Son développement conduit en pratique à une responsabilité civile quasi-automatique, ce qui invite à s’interroger sur ses implications en matière pénale, et à combattre certaines idées reçues.
1. L’obligation de sécurité pèse sur l’employeur et le chef d’entreprise
L’accent mis aujourd’hui sur l’obligation de résultat entraîne chez bon nombre de dirigeants d’entreprises le sentiment que quoi qu’il arrive,sa responsabilité sera de toute façon engagée et que même à l’impossible, il sera tenu... Or, l’attitude « fataliste » peut créer les conditions du risque. Il importe donc de bien comprendre les mécanismes applicables, sachant qu’une même situation peut conduire à différents types de responsabilités.
Au plan de la responsabilité civile, c’est celle de l’employeur (personne morale dans l’immense majorité des cas) qui sera recherchée par la victime, notamment sur le terrain de la faute inexcusable afin d’obtenir devant le Tribunal des affaires de la Sécurité sociale la réparation des préjudices non indemnisés dans le cadre de la législation ATMP.
______________________________
*TÂCHES À RÉALISER:*
1. D'après le texte sur l'obligation de sécurité de l'employeur, pourquoi importe-t-il de bien comprendre les mécanismes applicables ? Répondez en une à trois phrases.
2. Poursuivez, s'il vous plaît, le texte sur l'obligation de sécurité de l'employeur après sa dernière phrase.
Le matériel placé ensuite est indépendant du texte sur l'obligation de sécurité de l'employeur.

*SEGMENT DE DONNÉES:*
______________________________
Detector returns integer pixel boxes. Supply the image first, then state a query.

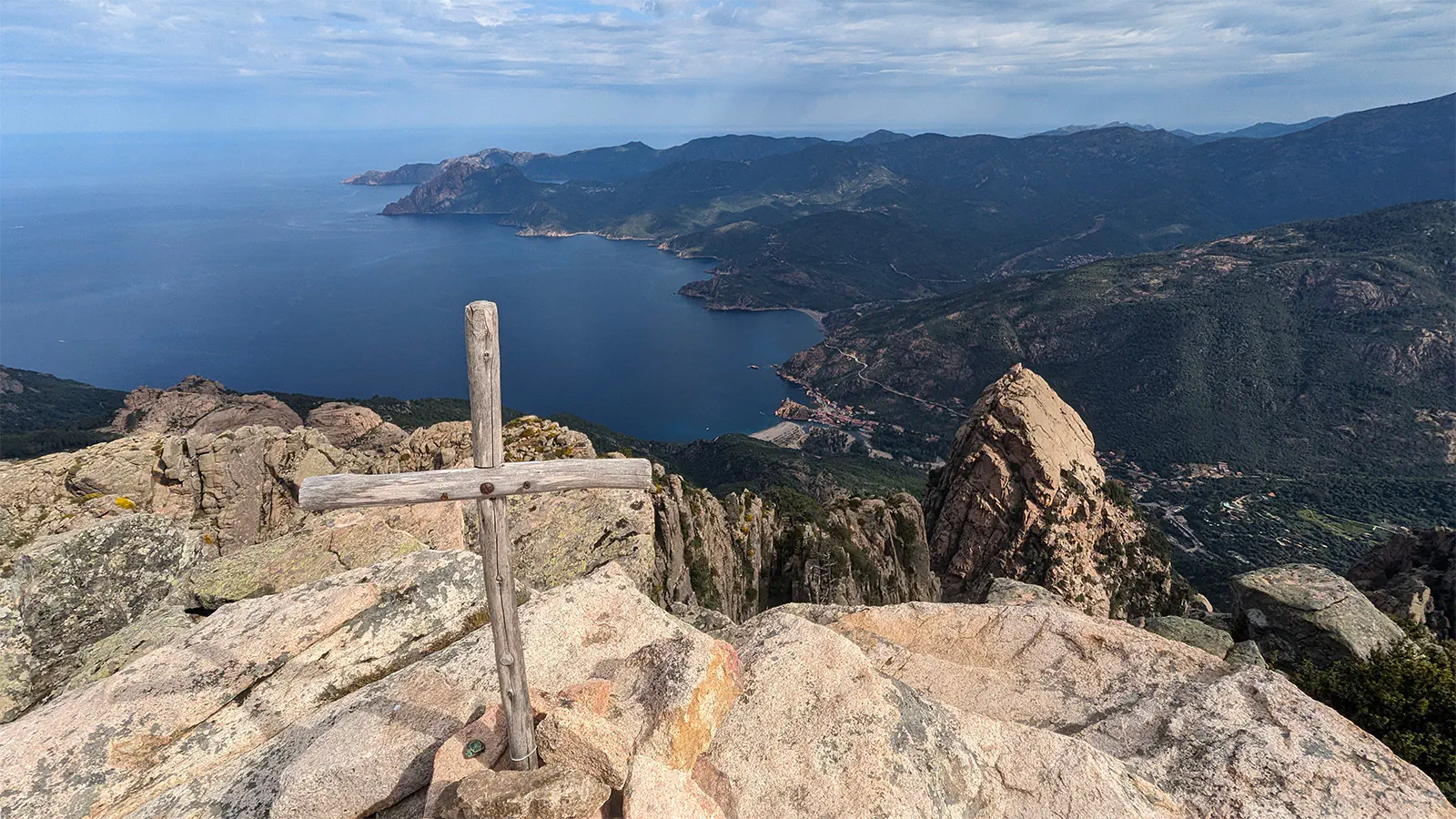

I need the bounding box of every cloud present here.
[0,0,1456,126]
______________________________
*RÉSULTATS PAR TÂCHE:*
1. L'accent mis sur l'obligation de résultat fait croire à bon nombre de dirigeants que leur responsabilité sera engagée quoi qu'il arrive, et cette attitude « fataliste » peut créer les conditions du risque. De plus, une même situation peut conduire à différents types de responsabilités.

2.
Au plan pénal, les poursuites visent à faire sanctionner les atteintes aux valeurs sociales protégées par le Code du travail (la sécurité des salariés) et par le Code pénal (la vie et l’intégrité physique d’autrui). La responsabilité pèse ici au premier plan sur le chef d’entreprise (personne physique), dans la mesure où il est tenu de veiller personnellement à l’application des règles destinées à protéger la santé et la sécurité des travailleurs placés sous son autorité. Certes, dans sa version recodifiée en 2008, le Code du travail entretient une certaine confusion en utilisant de manière uniforme le terme d’« employeur ». Le chef d’entreprise reste néanmoins « en première ligne » dans la mesure où le pouvoir de direction dont il est investi fonde sa responsabilité (l’obligation de sécurité du salarié étant quant à elle secondaire et d’une nature différente). Cette responsabilité pénale du chef d’entreprise est cumulative avec la responsabilité de la personne morale employeur, laquelle n’est pas une responsabilité du fait d’autrui mais « par représentation », impliquant pour les juges de caractériser une infraction commise pour son compte par l’un de ses organes ou représentants (C. Pén., art. 121-2). Point positif pour les entreprises, la jurisprudence semble évoluer vers une plus grande rigueur d’analyse en la matière (cf. Cass. Crim. 2 oct. 2012, n° 11-84415). En revanche, une simple faute d’imprudence suffit pour entraîner une condamnation de la personne morale.
2. L’obligation générale de sécurité, avec ou sans dommage ?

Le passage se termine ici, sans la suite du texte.